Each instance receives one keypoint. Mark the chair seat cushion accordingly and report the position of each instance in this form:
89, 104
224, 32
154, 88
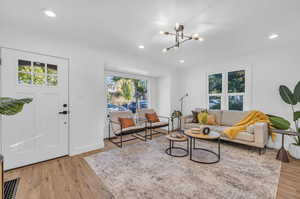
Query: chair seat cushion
157, 124
131, 129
________________________________________
• Work to be completed: Output every entry above exactly, minus the pictures.

• Answer section:
Each instance receives one keypoint. Mark the chair seat cushion accordingly and report the position of each instance in this form:
89, 104
224, 32
154, 88
Query: chair seat cushion
157, 124
131, 129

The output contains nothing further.